Given instruction ▸ Copy out the listing below with "pixel pairs" swapped for "coordinate pairs" everywhere and nothing else changed. Leave the pictures out.
[begin Dataset content]
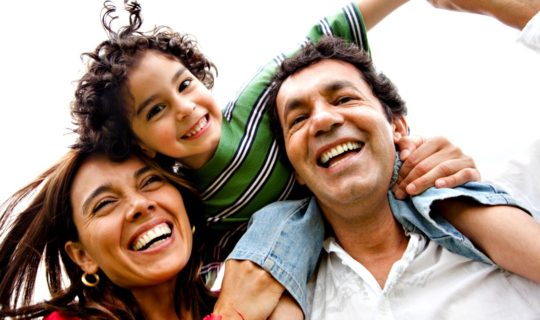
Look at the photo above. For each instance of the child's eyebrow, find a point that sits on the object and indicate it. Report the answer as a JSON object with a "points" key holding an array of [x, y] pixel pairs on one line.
{"points": [[147, 101]]}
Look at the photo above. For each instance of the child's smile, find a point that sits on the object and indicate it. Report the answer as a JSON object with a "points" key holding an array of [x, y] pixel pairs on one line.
{"points": [[174, 113]]}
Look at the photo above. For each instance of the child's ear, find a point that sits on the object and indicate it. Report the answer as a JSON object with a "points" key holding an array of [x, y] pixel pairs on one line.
{"points": [[401, 129], [80, 256], [147, 151]]}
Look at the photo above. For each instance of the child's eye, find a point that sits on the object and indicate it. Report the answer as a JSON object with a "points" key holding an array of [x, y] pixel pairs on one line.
{"points": [[154, 111], [184, 84]]}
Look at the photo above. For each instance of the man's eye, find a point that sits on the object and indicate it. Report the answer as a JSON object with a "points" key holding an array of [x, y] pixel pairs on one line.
{"points": [[154, 111], [184, 84], [297, 120]]}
[end Dataset content]
Written solution ▸
Look at the photo above. For each instance of the child's eyebrow, find a point that sits on the object and indicate it. Report the answer as a JSON object with a "points" key holding an array of [x, y] coordinate pairs on one line.
{"points": [[147, 101]]}
Look at the photo above. For each instance of the child's smile, find a point that sits on the object and indicate it. Report the answer as a JSON object with a "points" key holding an array of [x, y] coordinate pairs on one line.
{"points": [[174, 113]]}
Look at the photo above. For each instance of the child's ear, find a point that sits on the object and indicate it. Report the answer as a JSON object with a "points" key holding an array of [x, y] coordinate pairs on one line.
{"points": [[401, 129], [80, 256], [147, 151]]}
Look at the photo above. For each instance of the child's eye, find a point that sits on the object and indicate it. Report the answer as a JSON object with a "points" key holding an array of [x, y] coordinate pairs on one line.
{"points": [[154, 111], [184, 84]]}
Look at the photo above. For each instance of the man's eye, find a point that sits on the object and indicate it. Report the answer as a JSON object with a "points" key holding an array of [x, y] coordinate pairs on one line.
{"points": [[154, 111], [184, 84], [297, 120]]}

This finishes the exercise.